### SET OF TASKS
**1)** Print the stretch of the Wendy Rawlings biography from "- Born: 1967" through "of Utah (2000).", copying it word for word.
**2)** Continue the Wendy Rawlings biography from the point where it stops.

### DOCUMENT PASSAGE
+++
- Born: 1967 (age 58–59) Washington, D.C., U.S.
- Education: Trinity College (BA) Colorado State University (MFA) University of Utah (PhD)
- Occupations: Novelist; short story writer; essayist; critic;

= Wendy Rawlings =

American novelist, short story writer, essayist and critic

Wendy Rawlings (born 1967) is an American novelist, short story writer, essayist, and critic. She is a professor of English at the University of Alabama.

==Early life and education==

Born in Washington D.C. in 1967, Rawlings grew up in Bayville, New York. She received a B.A. from Trinity College (1988), an M.F.A. from Colorado State University (1996), and a Ph.D. from the University of Utah (2000).

==Career==
Rawlings is the author of three books. Come Back Irish, a collection of short stories published by Ohio State University Press in 2001, was hailed by Ron Carlson as "a sharp collection rich with mordant humor that colors [Rawlings'] honest take on the tender estrangements that radiate from love and family." In 2007, Rawlings won the Michigan Literary Fiction Award for her novel, The Agnostics, which was published that year by The University of Michigan Press. Novelist Sigrid Nunez called the novel "a poignant, exquisitely focused book." Her third book, Time for Bed, was published by Louisiana State University Press in 2019.
+++
### INFORMATION GIVEN
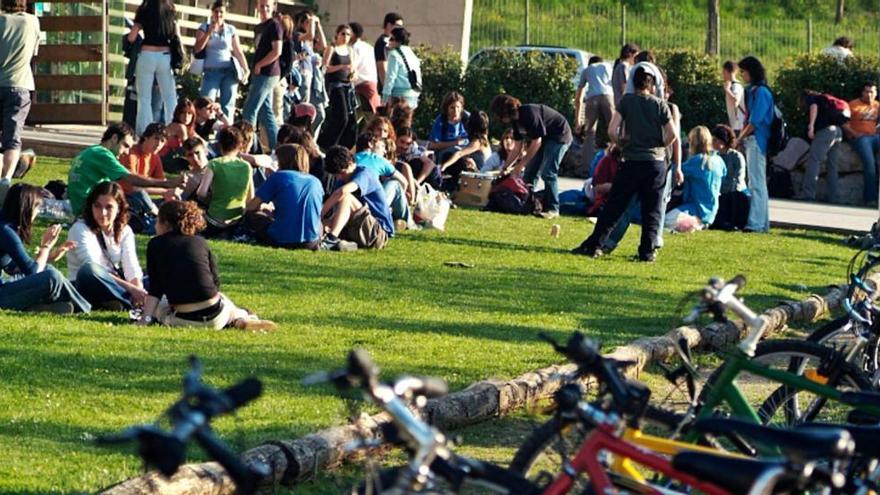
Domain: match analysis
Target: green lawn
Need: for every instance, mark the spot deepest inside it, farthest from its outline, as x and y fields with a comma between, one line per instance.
x=66, y=380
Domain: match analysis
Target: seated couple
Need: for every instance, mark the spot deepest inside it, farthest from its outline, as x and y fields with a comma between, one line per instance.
x=356, y=214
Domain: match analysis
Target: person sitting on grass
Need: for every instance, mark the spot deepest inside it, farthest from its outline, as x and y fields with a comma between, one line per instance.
x=36, y=286
x=104, y=264
x=296, y=196
x=100, y=163
x=357, y=210
x=398, y=192
x=183, y=270
x=230, y=184
x=703, y=174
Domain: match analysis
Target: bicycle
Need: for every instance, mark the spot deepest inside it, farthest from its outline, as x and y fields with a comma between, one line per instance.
x=432, y=466
x=190, y=417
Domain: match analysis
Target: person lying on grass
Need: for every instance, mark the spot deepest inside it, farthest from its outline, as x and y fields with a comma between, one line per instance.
x=183, y=271
x=104, y=264
x=36, y=285
x=357, y=210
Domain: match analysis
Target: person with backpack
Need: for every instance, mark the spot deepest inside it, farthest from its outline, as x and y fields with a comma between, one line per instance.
x=755, y=137
x=827, y=114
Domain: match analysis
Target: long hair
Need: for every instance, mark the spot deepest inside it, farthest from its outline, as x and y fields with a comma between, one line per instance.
x=115, y=191
x=18, y=208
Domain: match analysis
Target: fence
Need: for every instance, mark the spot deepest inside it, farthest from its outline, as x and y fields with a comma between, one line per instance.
x=601, y=29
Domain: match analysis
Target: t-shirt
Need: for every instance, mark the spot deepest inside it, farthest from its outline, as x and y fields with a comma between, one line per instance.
x=157, y=31
x=182, y=268
x=445, y=131
x=702, y=186
x=232, y=179
x=864, y=116
x=374, y=162
x=145, y=165
x=298, y=199
x=371, y=192
x=267, y=33
x=644, y=117
x=597, y=79
x=93, y=165
x=380, y=49
x=19, y=39
x=541, y=121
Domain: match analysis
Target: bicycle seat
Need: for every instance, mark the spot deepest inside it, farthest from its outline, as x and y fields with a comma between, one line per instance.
x=802, y=445
x=734, y=474
x=861, y=399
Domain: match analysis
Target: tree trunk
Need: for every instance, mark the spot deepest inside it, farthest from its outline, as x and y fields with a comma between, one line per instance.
x=292, y=461
x=712, y=28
+++
### RESPONSE LIST
**1)**
- Born: 1967 (age 58–59) Washington, D.C., U.S.
- Education: Trinity College (BA) Colorado State University (MFA) University of Utah (PhD)
- Occupations: Novelist; short story writer; essayist; critic;

= Wendy Rawlings =

American novelist, short story writer, essayist and critic

Wendy Rawlings (born 1967) is an American novelist, short story writer, essayist, and critic. She is a professor of English at the University of Alabama.

==Early life and education==

Born in Washington D.C. in 1967, Rawlings grew up in Bayville, New York. She received a B.A. from Trinity College (1988), an M.F.A. from Colorado State University (1996), and a Ph.D. from the University of Utah (2000).

**2)**
In addition, Rawlings has published short fiction, essays, and criticism in a variety of journals, including AGNI, The Atlantic, Cincinnati Review, Crab Orchard Review, Fourth Genre, Massachusetts Review, The Normal School, Passages North, The Southern Review, Sonora Review, and Tin House.

She has taught creative writing and literature at The University of Alabama since 2000.

==Personal life==
Rawlings lives in Tuscaloosa, Alabama.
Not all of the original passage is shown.